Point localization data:
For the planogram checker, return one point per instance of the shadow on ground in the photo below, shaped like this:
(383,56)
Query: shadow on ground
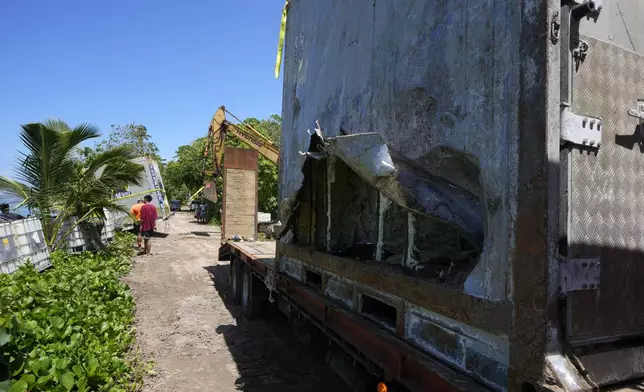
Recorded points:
(268,356)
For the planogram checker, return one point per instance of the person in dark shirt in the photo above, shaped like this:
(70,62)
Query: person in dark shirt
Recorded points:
(8,215)
(148,222)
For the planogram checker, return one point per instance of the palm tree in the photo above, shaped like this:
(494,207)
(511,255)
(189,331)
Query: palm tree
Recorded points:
(52,180)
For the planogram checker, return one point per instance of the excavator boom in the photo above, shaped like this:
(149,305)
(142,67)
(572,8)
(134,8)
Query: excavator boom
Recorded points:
(220,127)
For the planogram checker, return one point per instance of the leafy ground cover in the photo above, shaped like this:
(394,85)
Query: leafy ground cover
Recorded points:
(70,328)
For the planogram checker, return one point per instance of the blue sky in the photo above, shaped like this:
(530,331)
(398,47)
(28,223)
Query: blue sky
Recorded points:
(165,64)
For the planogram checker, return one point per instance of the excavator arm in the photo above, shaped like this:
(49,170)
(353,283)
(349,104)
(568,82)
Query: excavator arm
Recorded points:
(220,127)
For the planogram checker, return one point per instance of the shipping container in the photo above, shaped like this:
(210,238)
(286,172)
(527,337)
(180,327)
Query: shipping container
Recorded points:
(22,241)
(460,190)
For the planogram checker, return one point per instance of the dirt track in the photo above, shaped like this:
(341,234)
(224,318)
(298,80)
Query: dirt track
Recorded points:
(188,327)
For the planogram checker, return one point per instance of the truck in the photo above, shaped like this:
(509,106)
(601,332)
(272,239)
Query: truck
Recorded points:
(460,194)
(152,184)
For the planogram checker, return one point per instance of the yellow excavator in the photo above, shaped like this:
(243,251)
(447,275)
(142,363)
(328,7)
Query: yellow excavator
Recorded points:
(219,128)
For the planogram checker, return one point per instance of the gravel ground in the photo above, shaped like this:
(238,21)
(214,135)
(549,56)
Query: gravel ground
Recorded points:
(188,326)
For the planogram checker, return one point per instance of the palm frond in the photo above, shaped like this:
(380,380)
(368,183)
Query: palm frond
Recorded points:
(14,188)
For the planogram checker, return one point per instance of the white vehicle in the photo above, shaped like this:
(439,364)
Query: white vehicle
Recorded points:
(151,184)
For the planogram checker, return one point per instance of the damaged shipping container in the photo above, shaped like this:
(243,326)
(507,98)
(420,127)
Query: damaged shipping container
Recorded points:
(466,174)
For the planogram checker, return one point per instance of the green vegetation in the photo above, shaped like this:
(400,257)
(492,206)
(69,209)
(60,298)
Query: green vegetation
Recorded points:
(134,136)
(183,175)
(70,328)
(52,179)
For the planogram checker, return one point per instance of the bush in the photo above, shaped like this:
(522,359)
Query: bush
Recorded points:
(69,328)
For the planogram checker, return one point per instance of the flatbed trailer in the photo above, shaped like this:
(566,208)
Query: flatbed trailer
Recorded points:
(377,354)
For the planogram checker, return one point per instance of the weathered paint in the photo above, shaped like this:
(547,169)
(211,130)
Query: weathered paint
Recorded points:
(410,260)
(425,75)
(340,290)
(383,206)
(484,355)
(291,267)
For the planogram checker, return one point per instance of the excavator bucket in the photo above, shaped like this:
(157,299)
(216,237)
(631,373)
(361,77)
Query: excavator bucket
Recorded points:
(210,191)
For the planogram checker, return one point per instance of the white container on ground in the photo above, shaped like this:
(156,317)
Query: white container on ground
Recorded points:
(23,241)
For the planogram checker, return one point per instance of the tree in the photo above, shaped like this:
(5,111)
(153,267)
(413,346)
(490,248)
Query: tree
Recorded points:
(133,135)
(55,184)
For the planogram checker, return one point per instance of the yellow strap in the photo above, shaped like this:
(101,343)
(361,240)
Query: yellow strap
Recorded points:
(280,43)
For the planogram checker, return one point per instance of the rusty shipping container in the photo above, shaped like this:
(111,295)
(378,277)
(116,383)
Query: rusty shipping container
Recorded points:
(467,175)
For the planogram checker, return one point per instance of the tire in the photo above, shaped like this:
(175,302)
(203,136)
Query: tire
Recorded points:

--- Work task ---
Each line above with the string "yellow" should be reported in full.

--- Response for this exercise ---
For the planogram checker, return one point per instance of the yellow excavator in the photo above, shaped like this:
Query: yellow excavator
For the planogram checker, return one point per instance of the yellow strap in the photo above, shaped like this:
Query: yellow strap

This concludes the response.